> _GIVEN EXERCISE_
Return each line of the rows below that contains the word "head", matching case exactly.

************

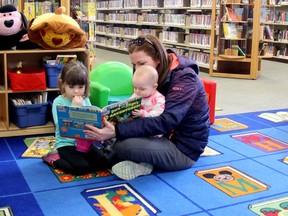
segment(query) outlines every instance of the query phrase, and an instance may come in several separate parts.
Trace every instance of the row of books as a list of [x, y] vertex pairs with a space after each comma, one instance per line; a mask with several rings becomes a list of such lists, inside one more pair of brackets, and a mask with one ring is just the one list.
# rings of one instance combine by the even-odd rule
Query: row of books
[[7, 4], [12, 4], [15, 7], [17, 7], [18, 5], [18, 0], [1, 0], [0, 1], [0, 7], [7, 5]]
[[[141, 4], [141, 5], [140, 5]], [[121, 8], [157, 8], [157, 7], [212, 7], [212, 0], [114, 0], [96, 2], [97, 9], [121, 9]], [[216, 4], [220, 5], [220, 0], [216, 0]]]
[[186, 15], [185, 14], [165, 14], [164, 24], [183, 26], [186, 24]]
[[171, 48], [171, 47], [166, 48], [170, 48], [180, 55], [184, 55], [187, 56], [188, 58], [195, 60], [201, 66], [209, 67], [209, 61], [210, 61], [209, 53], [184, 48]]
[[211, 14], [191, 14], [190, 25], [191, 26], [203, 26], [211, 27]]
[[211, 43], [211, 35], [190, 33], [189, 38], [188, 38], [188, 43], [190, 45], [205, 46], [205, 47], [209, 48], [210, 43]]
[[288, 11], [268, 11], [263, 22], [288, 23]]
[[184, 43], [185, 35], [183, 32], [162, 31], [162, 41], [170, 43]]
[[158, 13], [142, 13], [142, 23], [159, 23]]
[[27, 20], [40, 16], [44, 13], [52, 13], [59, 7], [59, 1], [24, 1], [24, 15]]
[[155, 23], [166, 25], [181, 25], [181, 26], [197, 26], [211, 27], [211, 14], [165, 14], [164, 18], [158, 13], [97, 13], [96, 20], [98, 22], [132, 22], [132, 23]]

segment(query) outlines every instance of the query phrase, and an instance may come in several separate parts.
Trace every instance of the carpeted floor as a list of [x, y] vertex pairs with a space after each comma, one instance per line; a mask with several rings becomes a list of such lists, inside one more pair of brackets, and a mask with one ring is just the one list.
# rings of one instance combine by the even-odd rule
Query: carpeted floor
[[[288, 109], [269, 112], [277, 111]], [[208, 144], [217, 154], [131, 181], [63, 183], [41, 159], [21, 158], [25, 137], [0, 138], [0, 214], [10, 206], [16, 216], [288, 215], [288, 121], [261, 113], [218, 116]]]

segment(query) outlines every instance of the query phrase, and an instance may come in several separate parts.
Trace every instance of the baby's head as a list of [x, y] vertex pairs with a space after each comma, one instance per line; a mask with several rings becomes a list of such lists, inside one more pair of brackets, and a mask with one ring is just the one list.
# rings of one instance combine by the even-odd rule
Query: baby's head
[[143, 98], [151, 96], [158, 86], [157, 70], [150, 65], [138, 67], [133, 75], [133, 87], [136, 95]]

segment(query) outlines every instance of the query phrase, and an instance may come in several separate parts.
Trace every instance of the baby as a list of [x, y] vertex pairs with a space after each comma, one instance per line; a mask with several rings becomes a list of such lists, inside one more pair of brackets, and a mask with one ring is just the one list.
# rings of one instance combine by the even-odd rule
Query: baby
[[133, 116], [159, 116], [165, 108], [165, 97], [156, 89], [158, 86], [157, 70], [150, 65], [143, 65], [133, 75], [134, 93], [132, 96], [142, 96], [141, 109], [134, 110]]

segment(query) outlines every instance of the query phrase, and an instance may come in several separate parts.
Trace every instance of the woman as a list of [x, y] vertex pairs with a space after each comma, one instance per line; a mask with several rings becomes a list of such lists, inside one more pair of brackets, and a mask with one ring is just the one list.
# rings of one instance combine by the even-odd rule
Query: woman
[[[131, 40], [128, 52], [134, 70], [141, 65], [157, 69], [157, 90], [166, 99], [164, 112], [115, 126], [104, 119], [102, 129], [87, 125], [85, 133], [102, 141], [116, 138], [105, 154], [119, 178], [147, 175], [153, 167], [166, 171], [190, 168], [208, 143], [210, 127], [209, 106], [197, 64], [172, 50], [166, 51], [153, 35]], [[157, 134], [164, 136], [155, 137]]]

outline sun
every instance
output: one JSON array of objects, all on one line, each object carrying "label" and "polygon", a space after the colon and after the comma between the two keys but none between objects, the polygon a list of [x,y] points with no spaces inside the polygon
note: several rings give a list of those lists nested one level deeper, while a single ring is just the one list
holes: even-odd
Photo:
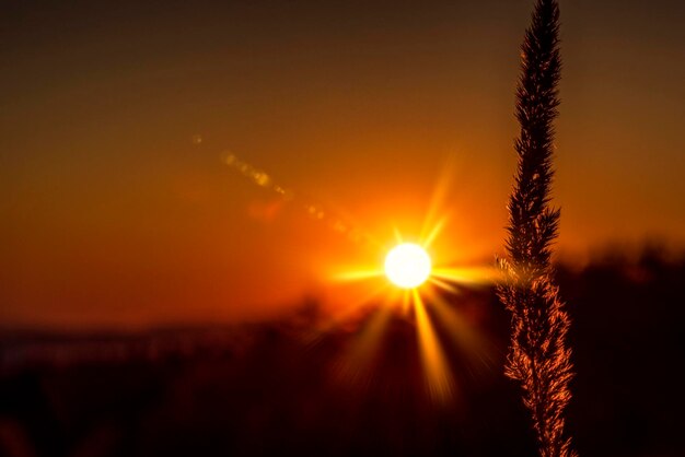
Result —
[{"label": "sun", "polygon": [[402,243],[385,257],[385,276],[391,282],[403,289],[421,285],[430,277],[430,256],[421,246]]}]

************

> _TASK SOLUTION_
Trace every instance of the baby's head as a list of [x, y] vertex pairs with a space after each comma, one instance per line; a mask with several rings becomes a list of such lists, inside one more pair of brackets, and a mask with one ring is just the one list.
Query: baby's head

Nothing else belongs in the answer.